If you’re observant enough, you realise five minutes in to Amores Perros that there was no way Iñárritu could have got convincing performances out of dogs being terrified, angry and hurt like they did without them being really terrified, angry or hurt. That’s enough reason to turn a movie off, and I found the same thing in The Act of Killing. Although it’s hardly ever the case in cinema, sometimes we’re complicit just by watching.

I couldn’t watch self-admitted murders recreate their crimes in the style of Hollywood thrillers with a clear conscience. It’s not clear in the first half hour what kind of performance art was behind the concept, and it may have been artistically sound – even inspired, as everyone seems to think.

But even though every filmmaker worth his salt will tell you they aren’t there to judge, there’s a line, and we all have to judge where morals call for it. The only thing this movie should have been about was these ridiculously-dressed old men being rounded up and locked in prison.

For the half hour I watched the film, a snow-haired former Indonesian soldier seems to really enjoy himself describing how he collected a group of Papuans in a dingy room and systematically hacked them all up with a machete. He and some cohort are then dressed up in the style of 1930 Hollywood gangsters, preparing to recreate some of the more inventive killings they committed.

Here’s the thing; cinema is the best medium to tell us a lot of these stories, and it’s clear this was a creative choice to put a human face on monsters, but if a psychopath abducted your son or daughter from school, took them home and sexually molested them, how would you feel if someone asked them for a tap dance version of what they did?

There might have been some judgment cast in the later stages of the film, and there might have been some deeper comment about how Hollywood begat or informed on the kind of violence that occurred (but it’s hard to believe 1960s Indonesia was terribly influenced by Hollywood). If so they came too late. There are no two ways about it – this is a movie that (at least in the first 30 minutes) glorifies murderers in the most offensive fashion.

== TASKS AND EXERCISES ==
- A) According to the review, how are the former soldier and his cohort dressed before recreating the killings?
- B) Repeat the stretch of the review from "For the half" through "what they did?", word for word.
- C) Do these statements agree with the review? Answer yes or no for each and quote the words that decide it.
(i) The reviewer watched about an hour of the film.
(ii) The reviewer saw the same problem in The Act of Killing as in Amores Perros.
(iii) The review holds that 1960s Indonesia was strongly influenced by Hollywood.
The records are separate material with no connection to the review.

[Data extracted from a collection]
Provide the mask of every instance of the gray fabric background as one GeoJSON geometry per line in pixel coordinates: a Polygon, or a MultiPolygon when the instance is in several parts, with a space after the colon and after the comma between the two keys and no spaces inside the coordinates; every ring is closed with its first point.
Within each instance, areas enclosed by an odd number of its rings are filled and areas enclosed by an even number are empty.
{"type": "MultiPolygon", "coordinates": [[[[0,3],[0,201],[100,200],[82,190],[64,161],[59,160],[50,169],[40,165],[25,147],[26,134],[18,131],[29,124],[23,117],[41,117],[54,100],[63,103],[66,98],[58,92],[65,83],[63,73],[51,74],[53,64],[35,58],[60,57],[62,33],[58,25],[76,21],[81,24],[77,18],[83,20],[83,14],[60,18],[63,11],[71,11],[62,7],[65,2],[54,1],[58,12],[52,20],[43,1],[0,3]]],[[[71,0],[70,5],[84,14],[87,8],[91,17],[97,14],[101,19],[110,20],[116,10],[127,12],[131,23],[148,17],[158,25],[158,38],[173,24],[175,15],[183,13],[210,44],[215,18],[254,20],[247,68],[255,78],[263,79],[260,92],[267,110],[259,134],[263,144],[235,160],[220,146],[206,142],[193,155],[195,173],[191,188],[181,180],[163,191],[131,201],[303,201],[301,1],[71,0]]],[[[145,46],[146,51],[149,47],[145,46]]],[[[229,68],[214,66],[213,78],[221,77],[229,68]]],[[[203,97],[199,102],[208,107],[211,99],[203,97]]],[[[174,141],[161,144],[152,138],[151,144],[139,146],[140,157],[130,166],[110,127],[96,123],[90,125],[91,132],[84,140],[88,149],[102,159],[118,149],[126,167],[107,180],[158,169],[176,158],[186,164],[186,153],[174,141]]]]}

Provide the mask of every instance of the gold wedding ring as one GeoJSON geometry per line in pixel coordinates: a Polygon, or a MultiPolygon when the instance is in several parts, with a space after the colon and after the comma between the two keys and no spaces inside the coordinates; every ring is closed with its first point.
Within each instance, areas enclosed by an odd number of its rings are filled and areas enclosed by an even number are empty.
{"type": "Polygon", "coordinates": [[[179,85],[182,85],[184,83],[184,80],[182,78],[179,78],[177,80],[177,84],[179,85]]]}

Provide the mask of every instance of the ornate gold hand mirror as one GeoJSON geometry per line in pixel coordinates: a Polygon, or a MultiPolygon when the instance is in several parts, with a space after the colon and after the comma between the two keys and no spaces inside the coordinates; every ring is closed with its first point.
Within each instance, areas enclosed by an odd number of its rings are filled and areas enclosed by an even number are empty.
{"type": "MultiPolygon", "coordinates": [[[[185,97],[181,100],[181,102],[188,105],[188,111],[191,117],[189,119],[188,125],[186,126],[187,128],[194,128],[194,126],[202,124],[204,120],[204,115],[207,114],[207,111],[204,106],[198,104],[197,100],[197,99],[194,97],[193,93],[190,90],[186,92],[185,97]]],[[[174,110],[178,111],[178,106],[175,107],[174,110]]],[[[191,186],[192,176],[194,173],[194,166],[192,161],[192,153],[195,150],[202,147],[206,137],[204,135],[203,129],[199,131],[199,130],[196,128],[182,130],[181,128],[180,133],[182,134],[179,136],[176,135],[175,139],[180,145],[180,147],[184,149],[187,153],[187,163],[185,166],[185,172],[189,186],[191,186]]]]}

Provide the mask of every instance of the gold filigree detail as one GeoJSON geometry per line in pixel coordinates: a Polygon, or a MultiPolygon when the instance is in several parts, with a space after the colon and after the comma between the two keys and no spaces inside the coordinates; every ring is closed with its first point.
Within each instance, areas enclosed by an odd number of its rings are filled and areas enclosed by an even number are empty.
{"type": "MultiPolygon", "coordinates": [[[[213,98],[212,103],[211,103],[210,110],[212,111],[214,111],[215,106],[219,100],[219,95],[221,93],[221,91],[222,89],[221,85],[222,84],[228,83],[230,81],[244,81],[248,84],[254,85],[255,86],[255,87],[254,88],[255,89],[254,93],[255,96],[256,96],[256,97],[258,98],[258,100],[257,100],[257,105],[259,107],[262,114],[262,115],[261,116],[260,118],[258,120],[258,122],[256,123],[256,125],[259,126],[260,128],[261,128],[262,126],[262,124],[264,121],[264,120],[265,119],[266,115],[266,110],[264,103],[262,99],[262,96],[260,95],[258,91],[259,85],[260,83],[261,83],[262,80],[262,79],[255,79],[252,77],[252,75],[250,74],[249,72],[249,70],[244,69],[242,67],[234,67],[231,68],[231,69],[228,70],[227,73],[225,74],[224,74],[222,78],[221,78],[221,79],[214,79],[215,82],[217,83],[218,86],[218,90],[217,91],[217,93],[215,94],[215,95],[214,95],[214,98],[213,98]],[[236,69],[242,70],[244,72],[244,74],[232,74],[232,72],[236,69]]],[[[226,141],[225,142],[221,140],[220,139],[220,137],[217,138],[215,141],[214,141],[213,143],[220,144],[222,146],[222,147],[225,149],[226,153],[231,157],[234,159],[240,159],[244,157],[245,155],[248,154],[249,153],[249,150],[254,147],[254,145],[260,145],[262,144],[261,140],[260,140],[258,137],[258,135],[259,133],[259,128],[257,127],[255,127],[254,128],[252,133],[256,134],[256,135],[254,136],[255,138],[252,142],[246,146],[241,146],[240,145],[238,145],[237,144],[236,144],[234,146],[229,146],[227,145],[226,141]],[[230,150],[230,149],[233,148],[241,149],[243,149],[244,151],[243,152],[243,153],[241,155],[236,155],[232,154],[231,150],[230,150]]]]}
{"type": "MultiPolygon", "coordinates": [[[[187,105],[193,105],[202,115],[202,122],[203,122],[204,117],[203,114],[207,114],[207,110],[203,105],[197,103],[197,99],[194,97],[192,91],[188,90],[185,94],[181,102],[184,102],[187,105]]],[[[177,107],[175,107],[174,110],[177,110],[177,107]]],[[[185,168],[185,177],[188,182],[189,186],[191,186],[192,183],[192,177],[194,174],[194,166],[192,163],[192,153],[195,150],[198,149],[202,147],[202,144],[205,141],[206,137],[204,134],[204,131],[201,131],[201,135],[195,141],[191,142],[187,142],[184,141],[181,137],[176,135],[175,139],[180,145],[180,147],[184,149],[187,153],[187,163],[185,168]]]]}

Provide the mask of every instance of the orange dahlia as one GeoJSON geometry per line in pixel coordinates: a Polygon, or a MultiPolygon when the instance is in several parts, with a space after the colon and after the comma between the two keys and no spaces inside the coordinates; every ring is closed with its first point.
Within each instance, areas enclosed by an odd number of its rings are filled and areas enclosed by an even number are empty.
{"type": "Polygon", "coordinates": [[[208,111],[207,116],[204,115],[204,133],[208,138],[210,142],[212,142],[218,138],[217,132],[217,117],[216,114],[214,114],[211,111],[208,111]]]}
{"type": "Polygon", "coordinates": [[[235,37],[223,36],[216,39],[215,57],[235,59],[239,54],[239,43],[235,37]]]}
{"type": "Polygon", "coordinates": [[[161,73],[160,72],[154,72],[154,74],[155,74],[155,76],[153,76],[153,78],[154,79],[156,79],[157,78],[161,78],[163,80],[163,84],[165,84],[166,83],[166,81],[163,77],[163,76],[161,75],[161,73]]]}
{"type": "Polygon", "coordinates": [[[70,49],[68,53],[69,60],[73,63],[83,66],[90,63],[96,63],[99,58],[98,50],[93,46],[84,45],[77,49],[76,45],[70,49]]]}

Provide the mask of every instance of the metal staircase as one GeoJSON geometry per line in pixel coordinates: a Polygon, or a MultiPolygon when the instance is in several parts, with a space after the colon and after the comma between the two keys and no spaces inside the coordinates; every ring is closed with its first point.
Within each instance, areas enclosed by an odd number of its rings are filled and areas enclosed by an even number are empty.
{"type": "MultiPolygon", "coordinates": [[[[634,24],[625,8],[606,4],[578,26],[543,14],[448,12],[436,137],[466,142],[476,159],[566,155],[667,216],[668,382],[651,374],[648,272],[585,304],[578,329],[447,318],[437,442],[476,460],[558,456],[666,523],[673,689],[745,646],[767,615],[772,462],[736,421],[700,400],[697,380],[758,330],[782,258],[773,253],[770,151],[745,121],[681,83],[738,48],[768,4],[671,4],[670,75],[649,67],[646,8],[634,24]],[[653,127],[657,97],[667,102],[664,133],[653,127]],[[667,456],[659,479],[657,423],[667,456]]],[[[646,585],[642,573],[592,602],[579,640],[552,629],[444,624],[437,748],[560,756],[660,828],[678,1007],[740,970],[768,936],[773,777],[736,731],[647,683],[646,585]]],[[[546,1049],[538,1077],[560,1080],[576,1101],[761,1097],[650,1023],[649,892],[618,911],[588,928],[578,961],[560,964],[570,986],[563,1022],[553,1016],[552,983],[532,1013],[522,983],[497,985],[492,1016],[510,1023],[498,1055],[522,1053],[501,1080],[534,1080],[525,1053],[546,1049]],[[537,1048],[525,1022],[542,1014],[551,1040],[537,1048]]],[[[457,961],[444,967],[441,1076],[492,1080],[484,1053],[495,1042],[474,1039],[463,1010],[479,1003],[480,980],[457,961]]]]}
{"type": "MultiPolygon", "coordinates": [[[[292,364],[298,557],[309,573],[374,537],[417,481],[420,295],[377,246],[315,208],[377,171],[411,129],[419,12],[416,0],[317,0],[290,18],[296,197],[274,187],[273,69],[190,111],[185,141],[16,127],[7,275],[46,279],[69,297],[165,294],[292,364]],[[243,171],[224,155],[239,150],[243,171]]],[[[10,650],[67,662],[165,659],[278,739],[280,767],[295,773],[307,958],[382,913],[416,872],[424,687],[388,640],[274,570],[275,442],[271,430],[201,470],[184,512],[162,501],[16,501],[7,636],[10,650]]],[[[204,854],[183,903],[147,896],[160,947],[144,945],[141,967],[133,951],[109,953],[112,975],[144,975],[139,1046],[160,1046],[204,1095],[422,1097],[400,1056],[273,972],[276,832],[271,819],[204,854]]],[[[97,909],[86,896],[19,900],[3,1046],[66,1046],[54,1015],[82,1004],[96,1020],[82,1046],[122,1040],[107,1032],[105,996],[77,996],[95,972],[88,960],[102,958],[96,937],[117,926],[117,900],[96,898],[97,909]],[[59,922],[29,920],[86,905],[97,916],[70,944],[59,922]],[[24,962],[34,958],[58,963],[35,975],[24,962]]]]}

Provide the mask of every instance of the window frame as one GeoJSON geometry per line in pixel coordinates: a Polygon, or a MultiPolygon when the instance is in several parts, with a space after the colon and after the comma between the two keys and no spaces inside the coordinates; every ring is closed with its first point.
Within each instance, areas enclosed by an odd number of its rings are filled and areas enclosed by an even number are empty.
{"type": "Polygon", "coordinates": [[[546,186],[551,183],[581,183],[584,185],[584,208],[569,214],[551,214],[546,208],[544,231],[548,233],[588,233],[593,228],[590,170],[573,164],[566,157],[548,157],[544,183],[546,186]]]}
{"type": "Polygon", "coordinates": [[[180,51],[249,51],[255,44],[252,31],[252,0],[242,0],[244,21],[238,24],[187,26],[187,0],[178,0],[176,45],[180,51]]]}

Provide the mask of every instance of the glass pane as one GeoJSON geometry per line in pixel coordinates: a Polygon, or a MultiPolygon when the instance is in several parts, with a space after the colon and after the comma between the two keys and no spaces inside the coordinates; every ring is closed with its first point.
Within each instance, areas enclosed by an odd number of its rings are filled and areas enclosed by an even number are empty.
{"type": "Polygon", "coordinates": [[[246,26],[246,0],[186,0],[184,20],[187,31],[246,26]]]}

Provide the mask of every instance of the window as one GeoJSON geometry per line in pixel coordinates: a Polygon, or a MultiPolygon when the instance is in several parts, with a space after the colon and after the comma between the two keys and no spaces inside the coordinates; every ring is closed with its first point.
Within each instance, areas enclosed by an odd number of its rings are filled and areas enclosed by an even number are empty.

== OUTPUTS ==
- A) They are dressed in the style of 1930 Hollywood gangsters.

- B)
For the half hour I watched the film, a snow-haired former Indonesian soldier seems to really enjoy himself describing how he collected a group of Papuans in a dingy room and systematically hacked them all up with a machete. He and some cohort are then dressed up in the style of 1930 Hollywood gangsters, preparing to recreate some of the more inventive killings they committed.

Here’s the thing; cinema is the best medium to tell us a lot of these stories, and it’s clear this was a creative choice to put a human face on monsters, but if a psychopath abducted your son or daughter from school, took them home and sexually molested them, how would you feel if someone asked them for a tap dance version of what they did?

- C)
(i) No: "For the half hour I watched the film"
(ii) Yes: "I found the same thing in The Act of Killing."
(iii) No: "it’s hard to believe 1960s Indonesia was terribly influenced by Hollywood"